### SOURCE DATA
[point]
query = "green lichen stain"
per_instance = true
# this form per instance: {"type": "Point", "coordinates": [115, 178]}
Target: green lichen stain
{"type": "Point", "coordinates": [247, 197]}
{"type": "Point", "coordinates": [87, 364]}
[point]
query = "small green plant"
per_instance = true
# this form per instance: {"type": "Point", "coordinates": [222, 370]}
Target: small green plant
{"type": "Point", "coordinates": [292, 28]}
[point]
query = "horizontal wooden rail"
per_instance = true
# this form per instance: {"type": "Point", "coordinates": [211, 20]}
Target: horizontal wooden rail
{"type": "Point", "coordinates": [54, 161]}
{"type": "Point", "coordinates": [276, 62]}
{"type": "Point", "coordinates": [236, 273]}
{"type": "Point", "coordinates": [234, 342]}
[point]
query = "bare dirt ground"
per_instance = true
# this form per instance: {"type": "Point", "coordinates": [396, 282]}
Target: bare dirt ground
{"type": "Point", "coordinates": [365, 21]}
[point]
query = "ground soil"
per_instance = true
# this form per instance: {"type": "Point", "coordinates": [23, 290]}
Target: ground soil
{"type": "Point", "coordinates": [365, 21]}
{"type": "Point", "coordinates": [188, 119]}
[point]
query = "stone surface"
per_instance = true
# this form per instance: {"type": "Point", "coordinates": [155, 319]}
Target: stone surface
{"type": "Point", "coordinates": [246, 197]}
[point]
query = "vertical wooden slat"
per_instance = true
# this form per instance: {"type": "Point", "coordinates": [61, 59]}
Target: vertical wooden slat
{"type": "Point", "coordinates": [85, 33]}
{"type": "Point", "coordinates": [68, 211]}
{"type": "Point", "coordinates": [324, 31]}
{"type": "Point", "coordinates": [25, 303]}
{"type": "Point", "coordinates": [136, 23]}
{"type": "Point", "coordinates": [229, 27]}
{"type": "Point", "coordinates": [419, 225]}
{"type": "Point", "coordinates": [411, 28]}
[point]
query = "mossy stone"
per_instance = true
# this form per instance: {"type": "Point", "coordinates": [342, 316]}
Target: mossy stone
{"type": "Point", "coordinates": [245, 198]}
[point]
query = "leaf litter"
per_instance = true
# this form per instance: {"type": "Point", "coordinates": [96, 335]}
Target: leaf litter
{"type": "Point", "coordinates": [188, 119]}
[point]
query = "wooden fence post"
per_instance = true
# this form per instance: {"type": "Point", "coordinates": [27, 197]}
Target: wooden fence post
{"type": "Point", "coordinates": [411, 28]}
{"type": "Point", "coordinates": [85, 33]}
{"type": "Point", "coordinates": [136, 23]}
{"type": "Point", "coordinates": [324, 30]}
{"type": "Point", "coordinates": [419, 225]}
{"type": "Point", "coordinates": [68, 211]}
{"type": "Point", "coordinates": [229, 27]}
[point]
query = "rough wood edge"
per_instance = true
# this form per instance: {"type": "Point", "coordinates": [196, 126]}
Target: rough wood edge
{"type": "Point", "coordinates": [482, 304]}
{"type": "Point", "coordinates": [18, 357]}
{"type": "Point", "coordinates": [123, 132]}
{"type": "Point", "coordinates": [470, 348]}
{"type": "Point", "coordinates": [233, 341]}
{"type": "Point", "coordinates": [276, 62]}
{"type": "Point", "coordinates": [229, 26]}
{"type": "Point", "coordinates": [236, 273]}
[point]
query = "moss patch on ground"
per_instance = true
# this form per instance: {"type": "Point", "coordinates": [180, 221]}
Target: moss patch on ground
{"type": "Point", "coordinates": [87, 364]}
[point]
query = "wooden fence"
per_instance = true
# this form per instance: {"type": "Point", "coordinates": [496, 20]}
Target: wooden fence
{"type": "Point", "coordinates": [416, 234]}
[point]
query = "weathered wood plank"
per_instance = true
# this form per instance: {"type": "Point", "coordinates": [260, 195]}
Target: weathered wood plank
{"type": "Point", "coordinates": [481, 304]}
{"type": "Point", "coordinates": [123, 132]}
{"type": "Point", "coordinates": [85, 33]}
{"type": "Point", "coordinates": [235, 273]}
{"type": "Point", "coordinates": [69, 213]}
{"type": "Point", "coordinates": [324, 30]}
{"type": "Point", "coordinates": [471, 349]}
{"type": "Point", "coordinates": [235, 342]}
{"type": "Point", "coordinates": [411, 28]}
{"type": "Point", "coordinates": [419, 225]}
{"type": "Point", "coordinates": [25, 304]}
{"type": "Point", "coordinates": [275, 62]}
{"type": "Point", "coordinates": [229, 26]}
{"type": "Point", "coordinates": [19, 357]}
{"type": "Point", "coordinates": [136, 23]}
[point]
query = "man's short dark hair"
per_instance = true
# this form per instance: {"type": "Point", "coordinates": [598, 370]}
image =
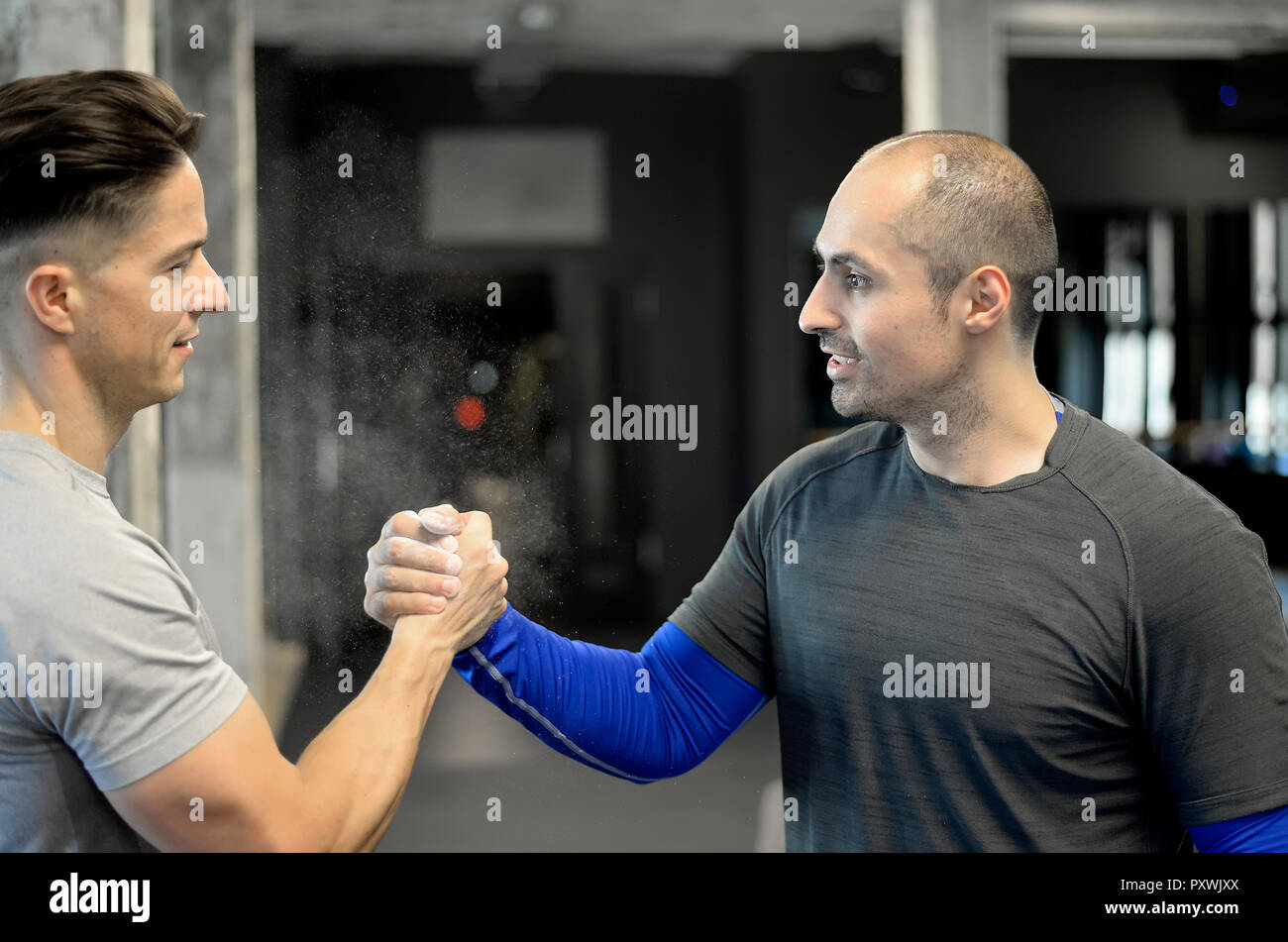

### WHAT IS NEEDED
Please transcribe every record above exactly as written, leaving out the pictures.

### WRITTEN SOLUTION
[point]
query = "green lichen stain"
per_instance = true
# this form per instance: {"type": "Point", "coordinates": [115, 178]}
Target: green lichen stain
{"type": "Point", "coordinates": [247, 197]}
{"type": "Point", "coordinates": [87, 364]}
[point]
query = "small green plant"
per_instance = true
# this form per instance: {"type": "Point", "coordinates": [222, 370]}
Target: small green plant
{"type": "Point", "coordinates": [292, 28]}
[point]
query = "horizontal wooden rail"
per_instance = true
# this form per instance: {"type": "Point", "coordinates": [211, 20]}
Target: horizontal wooden rail
{"type": "Point", "coordinates": [54, 161]}
{"type": "Point", "coordinates": [276, 62]}
{"type": "Point", "coordinates": [236, 273]}
{"type": "Point", "coordinates": [234, 342]}
[point]
query = "bare dirt ground"
per_instance = true
# this form per instance: {"type": "Point", "coordinates": [396, 282]}
Target: bare dirt ground
{"type": "Point", "coordinates": [365, 21]}
[point]
query = "ground soil"
per_instance = true
# this form per instance: {"type": "Point", "coordinates": [23, 290]}
Target: ground soil
{"type": "Point", "coordinates": [365, 21]}
{"type": "Point", "coordinates": [188, 119]}
[point]
query = "stone surface"
per_instance = true
# this form per instance: {"type": "Point", "coordinates": [155, 319]}
Target: stone surface
{"type": "Point", "coordinates": [246, 197]}
[point]
query = "vertical wooden slat"
per_instance = true
# this form per instance: {"type": "Point", "coordinates": [61, 59]}
Target: vertical wooden slat
{"type": "Point", "coordinates": [85, 33]}
{"type": "Point", "coordinates": [68, 211]}
{"type": "Point", "coordinates": [324, 31]}
{"type": "Point", "coordinates": [25, 303]}
{"type": "Point", "coordinates": [136, 23]}
{"type": "Point", "coordinates": [229, 27]}
{"type": "Point", "coordinates": [419, 225]}
{"type": "Point", "coordinates": [411, 28]}
[point]
query = "mossy stone"
per_instance = true
# this form per instance: {"type": "Point", "coordinates": [342, 316]}
Target: mossy stone
{"type": "Point", "coordinates": [245, 198]}
[point]
query = "leaf litter"
per_instance = true
# this form per instance: {"type": "Point", "coordinates": [96, 335]}
Target: leaf litter
{"type": "Point", "coordinates": [188, 119]}
[point]
query = "wooden fence post"
per_instance = true
# this form per instance: {"type": "Point", "coordinates": [27, 197]}
Target: wooden fence post
{"type": "Point", "coordinates": [411, 28]}
{"type": "Point", "coordinates": [85, 33]}
{"type": "Point", "coordinates": [136, 23]}
{"type": "Point", "coordinates": [324, 30]}
{"type": "Point", "coordinates": [419, 225]}
{"type": "Point", "coordinates": [68, 211]}
{"type": "Point", "coordinates": [229, 27]}
[point]
query = "rough wood edge"
per_instance = true
# this form per instance: {"type": "Point", "coordinates": [196, 126]}
Target: rough wood edge
{"type": "Point", "coordinates": [482, 304]}
{"type": "Point", "coordinates": [18, 357]}
{"type": "Point", "coordinates": [123, 132]}
{"type": "Point", "coordinates": [470, 348]}
{"type": "Point", "coordinates": [233, 341]}
{"type": "Point", "coordinates": [276, 62]}
{"type": "Point", "coordinates": [229, 26]}
{"type": "Point", "coordinates": [236, 273]}
[point]
query = "moss patch on ground"
per_instance = true
# this form per instance: {"type": "Point", "coordinates": [180, 221]}
Target: moss patch on ground
{"type": "Point", "coordinates": [87, 364]}
[point]
query = "wooden fence"
per_instance = true
# this form per instance: {"type": "Point", "coordinates": [496, 20]}
Target: wooden fence
{"type": "Point", "coordinates": [416, 234]}
[point]
query = "weathered wood plank"
per_instance = true
# this form per instance: {"type": "Point", "coordinates": [260, 195]}
Target: weathered wood plank
{"type": "Point", "coordinates": [481, 304]}
{"type": "Point", "coordinates": [123, 132]}
{"type": "Point", "coordinates": [85, 33]}
{"type": "Point", "coordinates": [235, 273]}
{"type": "Point", "coordinates": [69, 213]}
{"type": "Point", "coordinates": [324, 30]}
{"type": "Point", "coordinates": [471, 349]}
{"type": "Point", "coordinates": [235, 342]}
{"type": "Point", "coordinates": [411, 28]}
{"type": "Point", "coordinates": [419, 225]}
{"type": "Point", "coordinates": [25, 304]}
{"type": "Point", "coordinates": [275, 62]}
{"type": "Point", "coordinates": [229, 26]}
{"type": "Point", "coordinates": [19, 357]}
{"type": "Point", "coordinates": [136, 23]}
[point]
query = "man's short dark hair"
per_instance = true
# this form per instance: {"type": "Point", "coordinates": [598, 370]}
image =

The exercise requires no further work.